═══ Provided entries

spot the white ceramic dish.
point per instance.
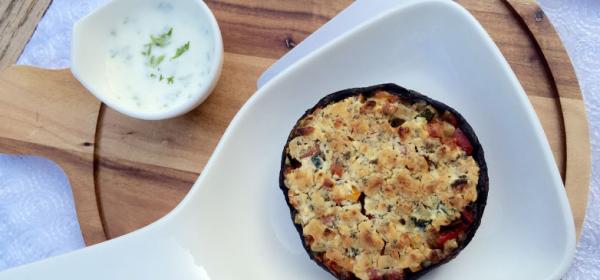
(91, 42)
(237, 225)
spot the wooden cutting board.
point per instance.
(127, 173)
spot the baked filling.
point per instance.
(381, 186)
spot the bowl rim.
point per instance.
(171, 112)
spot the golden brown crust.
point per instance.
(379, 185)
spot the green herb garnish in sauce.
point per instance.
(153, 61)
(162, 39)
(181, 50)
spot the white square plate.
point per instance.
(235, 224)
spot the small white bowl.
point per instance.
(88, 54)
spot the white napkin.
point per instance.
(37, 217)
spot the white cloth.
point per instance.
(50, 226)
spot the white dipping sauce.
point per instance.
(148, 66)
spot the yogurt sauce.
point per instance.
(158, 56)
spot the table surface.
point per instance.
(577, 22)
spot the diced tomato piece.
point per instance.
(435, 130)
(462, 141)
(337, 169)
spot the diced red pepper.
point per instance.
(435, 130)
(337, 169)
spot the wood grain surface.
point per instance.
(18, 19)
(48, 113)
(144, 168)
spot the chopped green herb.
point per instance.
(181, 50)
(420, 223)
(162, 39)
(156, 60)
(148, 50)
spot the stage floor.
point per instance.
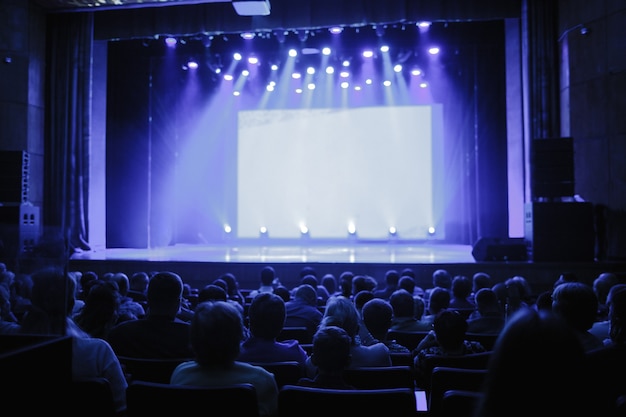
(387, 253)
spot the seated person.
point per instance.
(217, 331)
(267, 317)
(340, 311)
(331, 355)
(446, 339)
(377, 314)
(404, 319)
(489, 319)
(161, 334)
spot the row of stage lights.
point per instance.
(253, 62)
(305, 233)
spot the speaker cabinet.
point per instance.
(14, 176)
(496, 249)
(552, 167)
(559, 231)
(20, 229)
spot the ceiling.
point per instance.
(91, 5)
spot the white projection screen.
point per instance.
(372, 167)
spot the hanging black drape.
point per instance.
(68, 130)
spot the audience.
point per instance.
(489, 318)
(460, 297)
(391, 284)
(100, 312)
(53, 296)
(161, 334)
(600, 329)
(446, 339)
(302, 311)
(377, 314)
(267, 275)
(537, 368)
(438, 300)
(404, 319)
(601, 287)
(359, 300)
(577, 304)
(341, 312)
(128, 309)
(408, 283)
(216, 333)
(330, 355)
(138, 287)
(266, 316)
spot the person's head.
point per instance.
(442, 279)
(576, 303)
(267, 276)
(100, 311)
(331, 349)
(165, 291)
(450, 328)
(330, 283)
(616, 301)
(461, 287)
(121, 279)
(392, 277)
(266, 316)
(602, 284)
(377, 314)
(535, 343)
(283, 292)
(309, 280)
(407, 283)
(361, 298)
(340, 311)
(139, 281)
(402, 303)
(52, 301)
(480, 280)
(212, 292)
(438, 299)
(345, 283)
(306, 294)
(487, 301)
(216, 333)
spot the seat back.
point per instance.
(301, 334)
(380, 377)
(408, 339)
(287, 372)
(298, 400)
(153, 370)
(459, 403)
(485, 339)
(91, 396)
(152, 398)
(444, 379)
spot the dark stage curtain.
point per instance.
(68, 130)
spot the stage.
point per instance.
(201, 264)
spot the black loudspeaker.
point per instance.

══════

Aim of the task |
Set down, from the entries above, exactly the lines from the one with "spot the white projection screen." up to and including the one with "spot the audience.", and no other lines.

Answer to this task |
spot the white projection screen.
point per instance.
(372, 167)
spot the hanging black drape.
point per instance.
(68, 130)
spot the audience.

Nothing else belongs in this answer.